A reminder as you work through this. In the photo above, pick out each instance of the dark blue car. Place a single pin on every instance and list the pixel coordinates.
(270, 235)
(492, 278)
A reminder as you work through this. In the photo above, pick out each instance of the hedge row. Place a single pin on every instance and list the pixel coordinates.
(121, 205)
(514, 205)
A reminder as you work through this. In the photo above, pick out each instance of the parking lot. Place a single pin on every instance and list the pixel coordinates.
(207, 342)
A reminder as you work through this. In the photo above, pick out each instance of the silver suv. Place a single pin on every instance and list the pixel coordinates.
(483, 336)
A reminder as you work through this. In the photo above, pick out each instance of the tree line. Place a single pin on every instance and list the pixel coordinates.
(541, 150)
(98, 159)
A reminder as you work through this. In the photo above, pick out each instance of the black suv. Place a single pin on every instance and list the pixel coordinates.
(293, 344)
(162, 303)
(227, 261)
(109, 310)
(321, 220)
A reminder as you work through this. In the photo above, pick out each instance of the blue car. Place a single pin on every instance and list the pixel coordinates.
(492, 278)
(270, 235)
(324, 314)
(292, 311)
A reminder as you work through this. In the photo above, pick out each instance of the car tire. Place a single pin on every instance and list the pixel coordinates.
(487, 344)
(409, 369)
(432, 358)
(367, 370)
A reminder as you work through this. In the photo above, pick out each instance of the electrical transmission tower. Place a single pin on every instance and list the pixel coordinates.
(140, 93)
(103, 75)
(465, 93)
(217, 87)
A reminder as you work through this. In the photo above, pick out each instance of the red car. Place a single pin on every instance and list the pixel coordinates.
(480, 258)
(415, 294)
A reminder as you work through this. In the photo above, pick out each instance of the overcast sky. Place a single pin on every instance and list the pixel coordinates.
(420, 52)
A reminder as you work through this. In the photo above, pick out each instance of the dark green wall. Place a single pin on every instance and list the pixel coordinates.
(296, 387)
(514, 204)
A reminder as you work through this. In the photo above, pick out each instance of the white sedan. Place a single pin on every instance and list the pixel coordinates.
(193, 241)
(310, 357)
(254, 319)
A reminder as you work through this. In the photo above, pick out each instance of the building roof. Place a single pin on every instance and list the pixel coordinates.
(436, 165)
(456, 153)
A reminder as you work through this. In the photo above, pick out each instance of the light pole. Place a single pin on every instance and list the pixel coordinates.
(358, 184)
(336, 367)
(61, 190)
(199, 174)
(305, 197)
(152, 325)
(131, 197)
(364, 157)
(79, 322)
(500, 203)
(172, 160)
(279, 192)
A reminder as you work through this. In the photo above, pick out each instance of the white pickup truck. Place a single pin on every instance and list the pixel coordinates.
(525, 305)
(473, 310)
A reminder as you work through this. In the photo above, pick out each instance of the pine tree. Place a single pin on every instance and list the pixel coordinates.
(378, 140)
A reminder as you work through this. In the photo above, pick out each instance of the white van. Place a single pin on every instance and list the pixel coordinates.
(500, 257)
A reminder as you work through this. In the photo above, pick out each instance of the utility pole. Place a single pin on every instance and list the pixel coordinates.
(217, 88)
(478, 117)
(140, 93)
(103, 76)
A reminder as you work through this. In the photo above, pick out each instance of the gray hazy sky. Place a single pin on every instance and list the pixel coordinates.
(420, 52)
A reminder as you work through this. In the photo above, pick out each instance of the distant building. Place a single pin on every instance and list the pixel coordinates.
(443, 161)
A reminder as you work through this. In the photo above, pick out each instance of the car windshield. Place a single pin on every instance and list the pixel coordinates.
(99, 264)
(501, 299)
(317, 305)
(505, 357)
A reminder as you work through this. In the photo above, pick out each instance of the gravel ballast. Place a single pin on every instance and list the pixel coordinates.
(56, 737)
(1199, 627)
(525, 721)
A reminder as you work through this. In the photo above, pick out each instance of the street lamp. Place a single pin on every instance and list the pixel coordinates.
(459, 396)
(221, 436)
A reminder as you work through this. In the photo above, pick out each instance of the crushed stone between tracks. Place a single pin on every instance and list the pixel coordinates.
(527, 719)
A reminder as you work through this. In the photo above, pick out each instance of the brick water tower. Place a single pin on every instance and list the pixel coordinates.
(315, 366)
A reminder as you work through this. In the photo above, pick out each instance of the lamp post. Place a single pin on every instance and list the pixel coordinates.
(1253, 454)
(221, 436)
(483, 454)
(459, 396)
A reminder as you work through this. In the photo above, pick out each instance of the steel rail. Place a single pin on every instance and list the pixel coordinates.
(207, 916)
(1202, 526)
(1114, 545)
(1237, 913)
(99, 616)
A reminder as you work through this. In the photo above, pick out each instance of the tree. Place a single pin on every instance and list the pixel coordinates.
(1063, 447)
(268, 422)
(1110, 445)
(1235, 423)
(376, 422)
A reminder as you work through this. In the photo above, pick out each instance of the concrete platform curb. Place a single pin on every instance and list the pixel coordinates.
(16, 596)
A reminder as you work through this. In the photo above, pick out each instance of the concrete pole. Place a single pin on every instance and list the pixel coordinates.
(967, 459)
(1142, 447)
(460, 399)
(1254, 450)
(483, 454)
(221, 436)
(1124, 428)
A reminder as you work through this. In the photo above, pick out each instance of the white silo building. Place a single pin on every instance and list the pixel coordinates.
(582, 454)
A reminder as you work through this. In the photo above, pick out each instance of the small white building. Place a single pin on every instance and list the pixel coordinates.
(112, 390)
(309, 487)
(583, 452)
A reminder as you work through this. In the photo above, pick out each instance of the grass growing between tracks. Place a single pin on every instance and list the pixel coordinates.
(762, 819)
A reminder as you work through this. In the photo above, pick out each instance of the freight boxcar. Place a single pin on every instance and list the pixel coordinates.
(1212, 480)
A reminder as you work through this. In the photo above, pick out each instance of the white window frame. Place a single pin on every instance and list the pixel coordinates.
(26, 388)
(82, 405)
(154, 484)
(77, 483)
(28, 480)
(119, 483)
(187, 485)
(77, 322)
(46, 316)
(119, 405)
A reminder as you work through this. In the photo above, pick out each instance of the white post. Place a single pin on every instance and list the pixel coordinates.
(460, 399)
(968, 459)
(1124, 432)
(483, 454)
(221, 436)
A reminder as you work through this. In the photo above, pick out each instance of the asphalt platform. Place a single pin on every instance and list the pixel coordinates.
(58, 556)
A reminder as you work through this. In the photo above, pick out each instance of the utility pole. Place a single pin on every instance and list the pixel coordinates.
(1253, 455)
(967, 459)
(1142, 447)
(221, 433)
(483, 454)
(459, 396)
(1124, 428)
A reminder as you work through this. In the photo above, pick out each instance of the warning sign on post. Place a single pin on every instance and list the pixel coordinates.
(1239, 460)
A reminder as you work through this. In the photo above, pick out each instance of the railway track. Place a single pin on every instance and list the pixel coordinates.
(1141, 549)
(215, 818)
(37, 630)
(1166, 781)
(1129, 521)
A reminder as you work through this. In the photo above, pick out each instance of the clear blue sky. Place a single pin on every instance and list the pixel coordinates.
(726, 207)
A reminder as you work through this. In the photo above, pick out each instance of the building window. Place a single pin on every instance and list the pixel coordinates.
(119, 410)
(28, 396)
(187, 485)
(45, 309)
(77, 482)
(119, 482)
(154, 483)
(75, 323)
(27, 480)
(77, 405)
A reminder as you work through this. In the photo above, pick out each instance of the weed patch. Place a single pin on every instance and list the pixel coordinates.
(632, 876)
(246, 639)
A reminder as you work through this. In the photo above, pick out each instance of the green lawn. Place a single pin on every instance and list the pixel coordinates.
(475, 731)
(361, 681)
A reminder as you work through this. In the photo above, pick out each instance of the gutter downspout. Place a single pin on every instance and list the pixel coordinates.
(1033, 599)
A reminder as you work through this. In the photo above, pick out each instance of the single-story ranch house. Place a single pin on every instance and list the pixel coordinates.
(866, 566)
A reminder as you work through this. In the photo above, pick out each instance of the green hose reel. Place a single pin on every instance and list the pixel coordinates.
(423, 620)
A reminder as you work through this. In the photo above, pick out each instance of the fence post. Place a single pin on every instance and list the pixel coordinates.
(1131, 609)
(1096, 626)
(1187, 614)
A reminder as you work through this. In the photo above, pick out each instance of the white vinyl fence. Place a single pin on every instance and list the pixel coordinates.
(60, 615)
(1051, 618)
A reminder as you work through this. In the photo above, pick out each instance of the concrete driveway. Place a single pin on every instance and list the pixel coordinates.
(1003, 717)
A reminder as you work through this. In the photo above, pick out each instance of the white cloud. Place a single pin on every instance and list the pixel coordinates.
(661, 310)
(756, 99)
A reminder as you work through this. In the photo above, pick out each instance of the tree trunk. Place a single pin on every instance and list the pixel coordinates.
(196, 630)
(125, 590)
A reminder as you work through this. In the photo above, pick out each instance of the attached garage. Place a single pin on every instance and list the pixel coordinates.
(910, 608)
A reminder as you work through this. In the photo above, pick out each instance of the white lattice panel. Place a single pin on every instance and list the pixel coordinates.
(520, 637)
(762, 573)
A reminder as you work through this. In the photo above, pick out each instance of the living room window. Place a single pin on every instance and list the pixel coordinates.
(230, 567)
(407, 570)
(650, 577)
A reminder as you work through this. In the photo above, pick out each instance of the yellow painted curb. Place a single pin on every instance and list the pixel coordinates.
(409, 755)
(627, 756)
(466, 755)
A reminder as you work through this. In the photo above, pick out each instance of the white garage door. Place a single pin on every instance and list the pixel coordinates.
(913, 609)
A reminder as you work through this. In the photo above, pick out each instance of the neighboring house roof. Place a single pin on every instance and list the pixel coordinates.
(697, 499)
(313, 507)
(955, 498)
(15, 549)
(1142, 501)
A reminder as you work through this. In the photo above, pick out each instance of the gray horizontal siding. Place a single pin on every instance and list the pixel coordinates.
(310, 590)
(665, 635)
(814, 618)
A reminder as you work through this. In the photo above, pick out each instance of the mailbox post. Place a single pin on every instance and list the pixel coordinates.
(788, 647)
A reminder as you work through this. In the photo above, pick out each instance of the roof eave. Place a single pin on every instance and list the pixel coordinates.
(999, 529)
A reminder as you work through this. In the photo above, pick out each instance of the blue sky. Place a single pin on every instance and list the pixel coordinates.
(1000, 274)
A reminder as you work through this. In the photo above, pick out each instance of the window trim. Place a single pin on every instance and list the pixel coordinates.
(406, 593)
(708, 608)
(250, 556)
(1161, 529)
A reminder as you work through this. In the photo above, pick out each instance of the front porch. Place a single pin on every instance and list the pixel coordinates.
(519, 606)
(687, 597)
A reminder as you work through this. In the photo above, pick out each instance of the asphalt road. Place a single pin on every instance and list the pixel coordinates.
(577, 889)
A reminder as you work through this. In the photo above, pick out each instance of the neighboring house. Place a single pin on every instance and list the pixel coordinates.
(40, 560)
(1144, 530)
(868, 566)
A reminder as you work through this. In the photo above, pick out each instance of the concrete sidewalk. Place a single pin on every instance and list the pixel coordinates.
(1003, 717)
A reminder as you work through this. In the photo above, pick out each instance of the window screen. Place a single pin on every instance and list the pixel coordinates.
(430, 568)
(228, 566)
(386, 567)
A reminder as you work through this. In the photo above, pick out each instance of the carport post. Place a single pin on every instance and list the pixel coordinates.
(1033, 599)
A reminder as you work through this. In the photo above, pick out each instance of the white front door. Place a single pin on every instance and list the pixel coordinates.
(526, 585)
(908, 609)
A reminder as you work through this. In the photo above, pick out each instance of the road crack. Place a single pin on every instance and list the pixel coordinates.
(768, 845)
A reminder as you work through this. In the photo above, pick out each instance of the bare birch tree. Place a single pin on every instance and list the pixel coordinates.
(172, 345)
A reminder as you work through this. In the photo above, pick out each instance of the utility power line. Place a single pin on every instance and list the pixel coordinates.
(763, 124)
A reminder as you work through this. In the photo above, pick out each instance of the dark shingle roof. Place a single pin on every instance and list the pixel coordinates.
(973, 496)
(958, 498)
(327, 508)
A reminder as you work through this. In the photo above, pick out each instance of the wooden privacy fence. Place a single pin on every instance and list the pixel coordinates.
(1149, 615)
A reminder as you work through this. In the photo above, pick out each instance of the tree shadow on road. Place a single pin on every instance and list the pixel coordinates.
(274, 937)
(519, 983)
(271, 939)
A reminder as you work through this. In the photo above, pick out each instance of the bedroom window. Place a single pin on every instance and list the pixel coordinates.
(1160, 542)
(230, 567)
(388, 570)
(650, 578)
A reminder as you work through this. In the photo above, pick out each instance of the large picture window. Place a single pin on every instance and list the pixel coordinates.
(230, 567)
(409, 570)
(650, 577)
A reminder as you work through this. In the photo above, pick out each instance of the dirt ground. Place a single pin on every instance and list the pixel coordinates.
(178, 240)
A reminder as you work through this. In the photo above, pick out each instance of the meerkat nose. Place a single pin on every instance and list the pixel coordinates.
◇ ◇ ◇
Set task
Take the line with "the dark shingle" and all lines after it to the last line, and reproduce them exactly.

Solution to the problem
A reminder as you work through this. In the photo above, pick out each instance of the dark shingle roof. Place a single pin on every instance and list the pixel coordinates.
(973, 496)
(958, 498)
(327, 508)
A reminder as you work through this. In the photo above, pick out each instance of the wooden privacy fence. Place a single pin on every instance and list the pixel coordinates.
(1149, 615)
A reminder as you work through this. In the photo above, pick out each instance of the tree shadow on road. Place a single pin on every instance and list the pixel coordinates.
(274, 937)
(519, 983)
(271, 939)
A reminder as you work through this. In the photo above, pick out each instance of the bedroom window. Place a single pin on every instance and list the pixel coordinates.
(1160, 542)
(230, 567)
(388, 570)
(650, 578)
A reminder as you work through this. In the photo above, pick out each instance of the large picture window. Place a single pin on every instance and list the pixel coordinates.
(230, 567)
(409, 570)
(650, 577)
A reminder as you work through this. In the photo above, pick out each instance of the dirt ground. Place a single pin on every instance and list the pixel coordinates.
(178, 240)
A reminder as you work through this. In the photo above, pick out each instance of the meerkat nose. Place a single pin on every instance and list the pixel coordinates.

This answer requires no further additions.